--- begin PROVIDED DATA ---
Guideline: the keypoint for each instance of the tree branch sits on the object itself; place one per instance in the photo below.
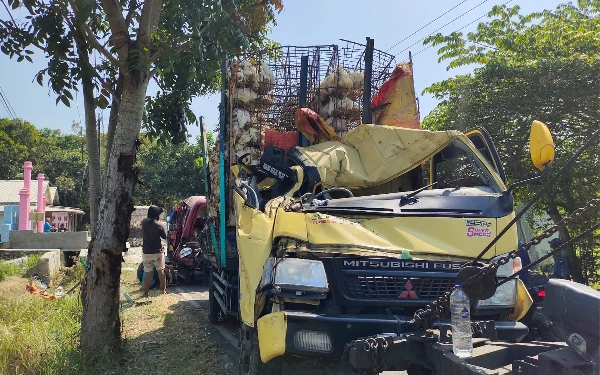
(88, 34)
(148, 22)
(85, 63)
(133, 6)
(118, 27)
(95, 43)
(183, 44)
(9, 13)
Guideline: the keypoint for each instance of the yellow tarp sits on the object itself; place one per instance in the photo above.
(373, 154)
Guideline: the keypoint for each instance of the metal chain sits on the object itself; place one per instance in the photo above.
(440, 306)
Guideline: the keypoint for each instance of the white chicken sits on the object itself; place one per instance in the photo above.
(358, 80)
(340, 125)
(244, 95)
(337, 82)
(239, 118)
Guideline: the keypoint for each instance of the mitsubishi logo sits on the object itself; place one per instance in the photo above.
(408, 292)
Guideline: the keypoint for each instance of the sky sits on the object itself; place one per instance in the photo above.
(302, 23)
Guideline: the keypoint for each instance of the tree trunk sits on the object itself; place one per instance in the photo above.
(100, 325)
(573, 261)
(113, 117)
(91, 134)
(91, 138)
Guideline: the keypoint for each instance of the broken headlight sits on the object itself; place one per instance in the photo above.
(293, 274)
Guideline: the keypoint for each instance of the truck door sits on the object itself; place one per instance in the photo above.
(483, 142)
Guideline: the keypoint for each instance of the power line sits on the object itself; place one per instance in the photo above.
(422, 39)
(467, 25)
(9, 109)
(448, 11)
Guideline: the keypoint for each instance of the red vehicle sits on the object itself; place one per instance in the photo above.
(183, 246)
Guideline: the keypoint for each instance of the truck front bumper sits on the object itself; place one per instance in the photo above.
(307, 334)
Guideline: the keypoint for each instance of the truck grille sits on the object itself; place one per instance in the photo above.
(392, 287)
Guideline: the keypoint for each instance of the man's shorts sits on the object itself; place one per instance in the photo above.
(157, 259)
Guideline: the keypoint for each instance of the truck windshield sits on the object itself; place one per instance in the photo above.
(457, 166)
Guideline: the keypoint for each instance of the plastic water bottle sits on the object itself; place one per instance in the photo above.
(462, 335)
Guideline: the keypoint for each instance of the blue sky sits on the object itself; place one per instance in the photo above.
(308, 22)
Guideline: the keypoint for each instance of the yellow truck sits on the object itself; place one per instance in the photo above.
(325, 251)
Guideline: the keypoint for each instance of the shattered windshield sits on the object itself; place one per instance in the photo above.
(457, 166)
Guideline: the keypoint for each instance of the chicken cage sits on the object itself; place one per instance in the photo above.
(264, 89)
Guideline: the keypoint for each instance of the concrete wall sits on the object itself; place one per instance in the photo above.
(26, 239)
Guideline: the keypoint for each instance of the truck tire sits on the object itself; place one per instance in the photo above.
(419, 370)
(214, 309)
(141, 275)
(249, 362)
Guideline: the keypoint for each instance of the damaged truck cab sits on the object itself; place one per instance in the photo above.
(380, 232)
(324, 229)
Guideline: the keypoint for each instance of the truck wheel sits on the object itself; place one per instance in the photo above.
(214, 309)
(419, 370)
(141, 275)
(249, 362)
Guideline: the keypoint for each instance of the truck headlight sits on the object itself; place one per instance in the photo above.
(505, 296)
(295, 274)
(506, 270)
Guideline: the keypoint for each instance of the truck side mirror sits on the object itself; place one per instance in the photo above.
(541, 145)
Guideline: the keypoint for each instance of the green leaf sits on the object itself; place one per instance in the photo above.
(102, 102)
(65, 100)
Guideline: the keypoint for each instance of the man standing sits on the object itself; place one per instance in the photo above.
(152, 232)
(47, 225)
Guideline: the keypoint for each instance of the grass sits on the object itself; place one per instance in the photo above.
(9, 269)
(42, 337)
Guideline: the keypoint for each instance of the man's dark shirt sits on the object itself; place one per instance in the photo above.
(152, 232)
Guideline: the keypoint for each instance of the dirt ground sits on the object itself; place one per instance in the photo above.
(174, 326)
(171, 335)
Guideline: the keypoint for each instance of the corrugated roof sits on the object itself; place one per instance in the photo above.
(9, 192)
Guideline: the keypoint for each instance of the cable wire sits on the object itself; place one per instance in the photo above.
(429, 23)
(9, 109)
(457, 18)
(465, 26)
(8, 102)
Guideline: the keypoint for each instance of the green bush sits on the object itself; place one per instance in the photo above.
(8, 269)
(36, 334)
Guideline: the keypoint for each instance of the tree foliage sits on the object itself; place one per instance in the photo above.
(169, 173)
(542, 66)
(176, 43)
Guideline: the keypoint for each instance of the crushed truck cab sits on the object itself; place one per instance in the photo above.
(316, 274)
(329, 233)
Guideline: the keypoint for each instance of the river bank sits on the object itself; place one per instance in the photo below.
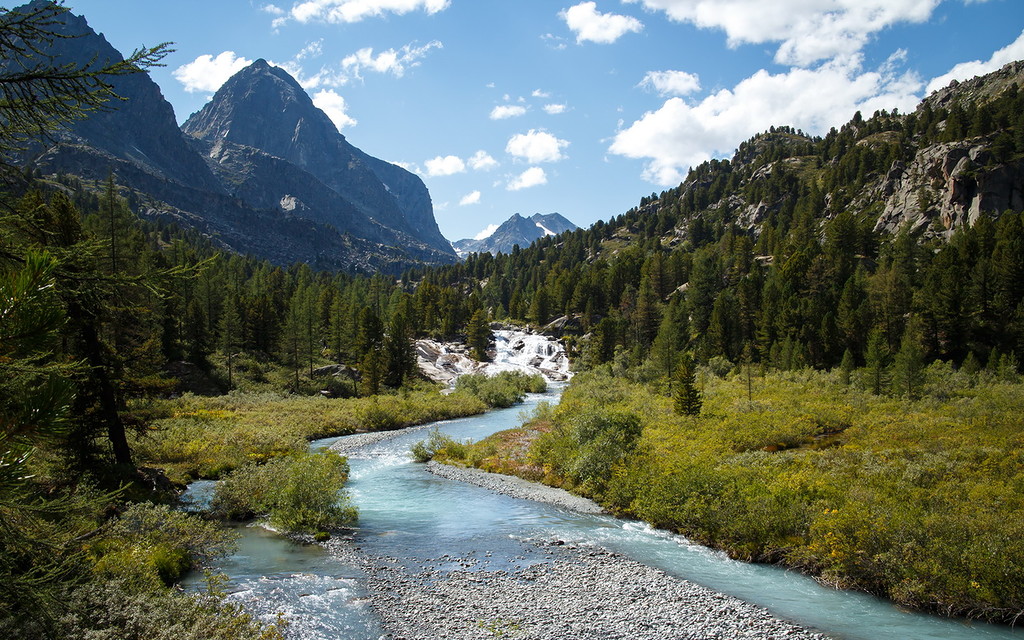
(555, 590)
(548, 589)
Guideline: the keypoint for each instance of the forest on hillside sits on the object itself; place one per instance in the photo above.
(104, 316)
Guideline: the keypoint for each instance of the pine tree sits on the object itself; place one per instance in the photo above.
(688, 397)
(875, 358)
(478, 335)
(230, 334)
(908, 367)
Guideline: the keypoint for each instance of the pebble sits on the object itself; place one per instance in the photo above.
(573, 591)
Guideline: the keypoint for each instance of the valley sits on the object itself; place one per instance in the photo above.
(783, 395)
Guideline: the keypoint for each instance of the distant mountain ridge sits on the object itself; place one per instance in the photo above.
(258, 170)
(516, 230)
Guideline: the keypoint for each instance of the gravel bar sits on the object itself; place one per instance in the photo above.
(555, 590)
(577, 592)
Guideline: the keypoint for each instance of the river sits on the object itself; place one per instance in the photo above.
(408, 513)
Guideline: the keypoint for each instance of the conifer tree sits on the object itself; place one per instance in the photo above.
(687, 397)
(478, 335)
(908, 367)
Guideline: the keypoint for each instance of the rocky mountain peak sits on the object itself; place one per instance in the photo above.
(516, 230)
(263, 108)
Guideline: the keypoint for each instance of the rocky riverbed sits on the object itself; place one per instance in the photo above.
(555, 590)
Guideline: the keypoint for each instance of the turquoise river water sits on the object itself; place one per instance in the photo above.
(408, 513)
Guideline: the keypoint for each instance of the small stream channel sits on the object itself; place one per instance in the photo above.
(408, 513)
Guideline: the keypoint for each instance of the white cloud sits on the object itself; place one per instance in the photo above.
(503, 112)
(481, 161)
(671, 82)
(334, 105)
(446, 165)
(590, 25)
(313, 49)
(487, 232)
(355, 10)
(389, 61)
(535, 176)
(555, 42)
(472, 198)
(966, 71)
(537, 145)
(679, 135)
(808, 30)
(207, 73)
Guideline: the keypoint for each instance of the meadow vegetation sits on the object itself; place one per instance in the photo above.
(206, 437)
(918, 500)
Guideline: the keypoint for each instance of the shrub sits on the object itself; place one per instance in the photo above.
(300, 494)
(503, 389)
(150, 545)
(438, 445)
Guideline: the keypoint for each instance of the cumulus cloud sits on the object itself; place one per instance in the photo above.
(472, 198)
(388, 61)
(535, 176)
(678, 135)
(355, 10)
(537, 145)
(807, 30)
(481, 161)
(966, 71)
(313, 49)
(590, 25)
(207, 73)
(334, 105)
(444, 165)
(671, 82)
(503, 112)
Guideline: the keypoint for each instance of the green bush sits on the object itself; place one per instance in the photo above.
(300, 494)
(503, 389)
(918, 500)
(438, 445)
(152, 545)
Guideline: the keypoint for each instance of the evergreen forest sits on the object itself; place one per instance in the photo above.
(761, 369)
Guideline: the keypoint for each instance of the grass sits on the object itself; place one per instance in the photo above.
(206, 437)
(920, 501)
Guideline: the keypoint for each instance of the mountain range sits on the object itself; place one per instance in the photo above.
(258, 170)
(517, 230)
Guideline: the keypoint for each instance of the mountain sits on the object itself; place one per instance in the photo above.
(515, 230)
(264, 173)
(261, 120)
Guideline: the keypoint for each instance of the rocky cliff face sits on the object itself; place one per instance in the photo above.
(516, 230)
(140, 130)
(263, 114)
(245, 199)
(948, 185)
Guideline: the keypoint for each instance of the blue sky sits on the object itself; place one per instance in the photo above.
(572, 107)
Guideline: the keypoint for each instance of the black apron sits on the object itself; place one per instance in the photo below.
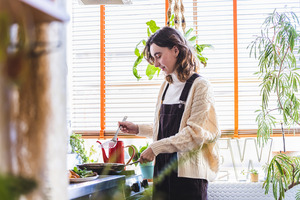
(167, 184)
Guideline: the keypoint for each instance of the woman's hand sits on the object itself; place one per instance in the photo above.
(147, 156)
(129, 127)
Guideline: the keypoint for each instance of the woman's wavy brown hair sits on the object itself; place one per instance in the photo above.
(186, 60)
--- end PROVIDED DATA ---
SHORT PROBLEM
Starting at the line that contains "Guideline: the keypoint for each instance of the black", restate each line verbatim through the final line of the listing, skipping all pictures.

REPLY TO THE TASK
Guideline: the keypoint for each instance of the black apron sits on the object itself; place one per instance in the photo below.
(167, 184)
Guideline: the keypoint for each instance of the woman's hand sits on the object itself; place one per instance in the photo above.
(147, 156)
(129, 127)
Guideline: the keypoint for each instance of the woman's wavy brown hair sits on the object itself; place one per instance in the photo above.
(186, 60)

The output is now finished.